Now let’s hear your variations!

Let’s NOT have a Party

Let’s NOT have a Party

First, a disclaimer about the picture.  It is not from this week, or even this year.  There’s snow outside right now, but not this much.  It does, however, depict pretty well how cold it has felt all this week, and how the weather folks predict it’s going to stay for the next five days or so.  BRRRR!  (shiver)!

So maybe it’s the winter blahs, or the cold-weather blues, but tonight I’m fighting the pull of having a party.  Not the fun kind . . . a Pity Party.  At first I thought “Naw, I can’t write about that; people will just think I’m out for attention.”  But the more I considered, I realized it’s likely a rather common feeling right now.  With Christmas and New Years behind us, several weeks of winter still ahead, and Valentines Day coming up next week, it’s primetime for a little non-tropical depression. If you’ve been in the greeting card aisle (or the candy section, or the holiday racks) of a store lately, maybe you’ve felt it too.  In looking for a sweet Valentine to send my parents or my grandchildren, all I seem to see are the perfect sentiments to send to someone who’s not here to receive them anymore.  And it hurts.  It hurts to the point that I have tried three times to complete this errand, only to leave empty handed from every trip.

So to give myself something to look forward to, I sent a message to the Son-of-my-House, offering to pick up the kids after school next Friday, in case he’d like to meet his sweetheart after work for a special dinner.  The grandkids and I could bake cookies, or watch a movie (Pirates!) or work a jigsaw puzzle together.  Maybe even defrock the Christmas tree . . . well.  We’ll see about that.

Perhaps you’re mourning, too, or missing a friend, a partner, a parent, a sibling, a child.  If so, I am sincerely sorry.  It may not help to read it, but I know the feeling, and sympathize.   Now tell me how you cope?  What’s your best answer for NOT having a Pity Party?  Use the “comment” link above, next to my name!

Tunes for a Tuesday

Tunes for a Tuesday

Do you have a favorite song from days gone by?  You know the one . . . when it just happens to pop up on the oldies station of your car radio, and you’re all alone, you crank the volume way up and just grin.  Maybe you drum your fingers on the steering wheel, sing along, or perhaps shed a tear at the memory it evokes.  That song.

Given information:

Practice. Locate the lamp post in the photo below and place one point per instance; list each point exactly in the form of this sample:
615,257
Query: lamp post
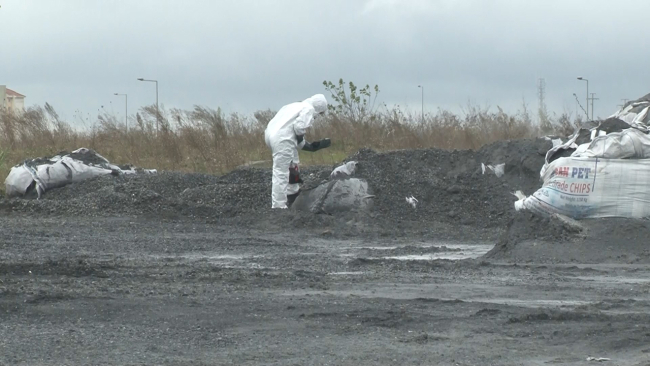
421,87
126,111
581,78
157,110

Using the information:
1. Using the blog text, decide whether each statement agrees with it: (a) The picture at the top was taken this week. (b) The writer has tried three times to buy a Valentine and came home with nothing each time. (c) The writer offered to pick up the grandchildren after school next Friday. Answer yes or no for each and quote the words from the blog text that decide it.
2. Write the next part of the blog text, picking up right after its last sentence.

Answers per task:
1.
(a) No: "It is not from this week, or even this year."
(b) Yes: "I have tried three times to complete this errand, only to leave empty handed from every trip."
(c) Yes: "offering to pick up the kids after school next Friday"

2.
Music has always played an important role in my life, from Ragtime piano rolls played on the antique Stark upright in our basement when I was a child, to the sing-alongs we had with Daddy when he got out his guitar and mandolin; the Sunday morning church hymns and the various musicians who frequented our home over the years.  Maybe we didn’t get to run wild up and down the block and get into dirt-clod fights on the vacant lot, but we sure had music!  (Personally, I think the risk of a hidden rock in the dirt clods makes those fights highly overrated).

Now and then I clean the pile of debris off the clear plastic cover of my Technics turntable (Yes! it still works!) and get out some vinyl.  The first 45rpm single I bought was “Crocodile Rock” by Elton John.  My first album was a collection of Gene Autry songs.  Thereafter followed a mix of country and rock (and country-rock!), blues and religion and a few movie soundtrack tunes. If you were ever a collector of vinyl record albums, you’ll recall the thrill of a pulling out a liner sleeve that had lyrics to all the songs, credits for musicians, composers and lists of back-up singers. A veritable treasure trove of musical information!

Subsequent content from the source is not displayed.